--- start ---
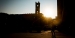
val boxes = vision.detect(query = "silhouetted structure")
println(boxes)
[35,1,40,14]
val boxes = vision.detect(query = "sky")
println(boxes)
[0,0,57,14]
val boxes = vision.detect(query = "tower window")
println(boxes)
[37,5,39,7]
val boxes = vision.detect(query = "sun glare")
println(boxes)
[43,9,56,19]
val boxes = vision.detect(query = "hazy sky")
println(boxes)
[0,0,57,14]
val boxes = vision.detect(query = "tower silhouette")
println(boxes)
[35,1,40,14]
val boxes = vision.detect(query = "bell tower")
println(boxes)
[35,1,40,14]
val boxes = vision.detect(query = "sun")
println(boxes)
[43,9,56,19]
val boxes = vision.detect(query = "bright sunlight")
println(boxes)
[43,8,57,19]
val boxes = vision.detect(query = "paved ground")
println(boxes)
--- end ---
• [Problem statement]: Copy out every line in the entries above that contains the word "tower".

• [Reply]:
val boxes = vision.detect(query = "tower window")
val boxes = vision.detect(query = "tower silhouette")
val boxes = vision.detect(query = "bell tower")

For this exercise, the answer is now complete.